> _EXCERPT_
- - - -

Black Buck – Mateo Askaripour

100-Word (or Less) Synopsis: Darren graduated valedictorian of his high school but has spent the years since managing a Manhattan Starbucks — a job he enjoys but isn’t challenged by. After a chance encounter with one of the leaders of a tech start-up, his life becomes a strange exploration of the pros and cons of corporate America and sudden wealth.

Expectation: A crackling takedown of Big Tech, faux diversity and the work-life balance façade.

Reality: This was two books smooshed together. One, the corporate satire, was a helluva lot more interesting than the second, a basic bro wish fulfillment fantasy but with a BIPOC lead.

Recommended For: People that love “Boiler Room” and “The Wolf of Wall Street,” or even “The Devil Wears Prada” to a certain extent.

Why I Read It: #Bookstagram made me do it, and as a corporate clock-puncher, the curiosity of corporate satire piqued my interest.

My Take:

Mateo Askaripour’s uneven, yet mostly entertaining, debut novel is the classic story of how reaching the top sometimes means hitting the bottom. Unfortunately, how the story unfolds feels like two different novels smooshed together — and one of them is vastly more entertaining than the other.

With a Black male lead at the center, “Black Buck” is a fresher take on the outsider takes corporate America by storm story we’ve seen a dozen times before. Askaripour brings forward elements of an astute satire of startup culture, social media and faux diversity and inclusion that is both funny and cringeworthy.

But ultimately, the novel buckles under its own weight with crazy twists, a far-fetched redemption plot and a ridiculous timeline of events that makes the whole thing seem like a caffeine-induced hallucination.

For the last third — except for about 60-pages — it felt like I was listening to a different story. There’s a part of me that feels the first half is Askaripour’s novel, while the second half was Frankensteined in a way to appeal to a broader demographic of people.

The Good

The story starts with our star, Darren “Buck” Vender, sharing his secrets for success. After all, he went from being a self-professed underachiever who was managing a Manhattan Starbucks to one of the biggest names in business, in roughly 18-months.

These chapters — up to the point where [spoiler alert] his mother dies — are the strongest. It showcases an over-exaggerated, yet precisely on-the-nose, stereotype of corporate culture, complete with parties, free food, cult-like bonding, and racism to anyone that doesn’t check the white, cis-gender male box.

- - - -

> _THINGS TO DO_
1. Answer these about the Black Buck review:
(a) What job did Darren have in the years after high school?
(b) About how long did it take him to become one of the biggest names in business?
(c) What does the reviewer say prompted the decision to read the book?
2. Reproduce the Black Buck review word for word, from "Expectation: A crackling" up to and including "a certain extent.".

> _RECORDED DATA_
- - - -

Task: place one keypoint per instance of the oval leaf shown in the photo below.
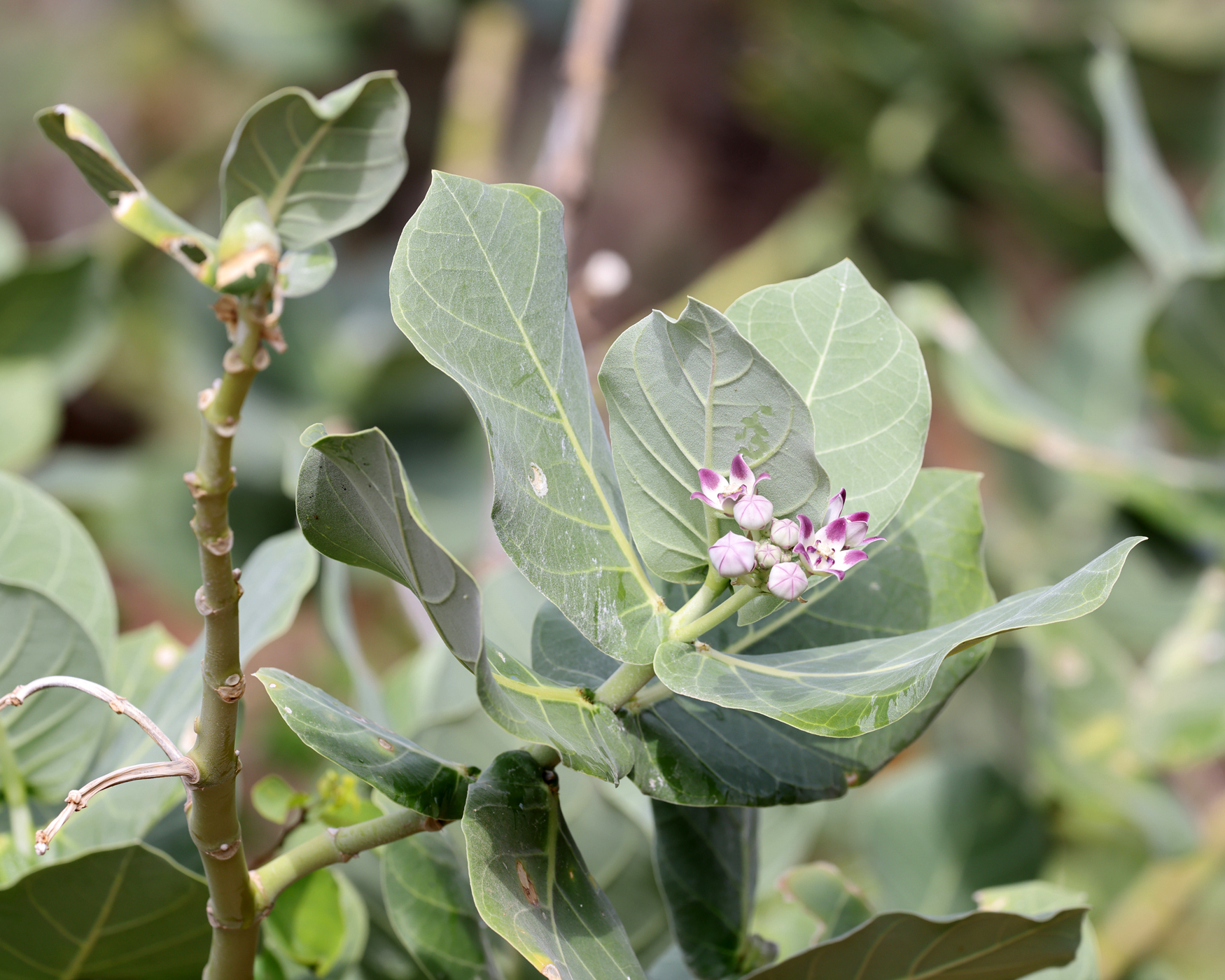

- - - -

> _RESULTS OF THE TASKS_
1.
(a) He managed a Manhattan Starbucks.
(b) Roughly 18 months.
(c) #Bookstagram, along with curiosity about corporate satire as a corporate clock-puncher.

2.
Expectation: A crackling takedown of Big Tech, faux diversity and the work-life balance façade.

Reality: This was two books smooshed together. One, the corporate satire, was a helluva lot more interesting than the second, a basic bro wish fulfillment fantasy but with a BIPOC lead.

Recommended For: People that love “Boiler Room” and “The Wolf of Wall Street,” or even “The Devil Wears Prada” to a certain extent.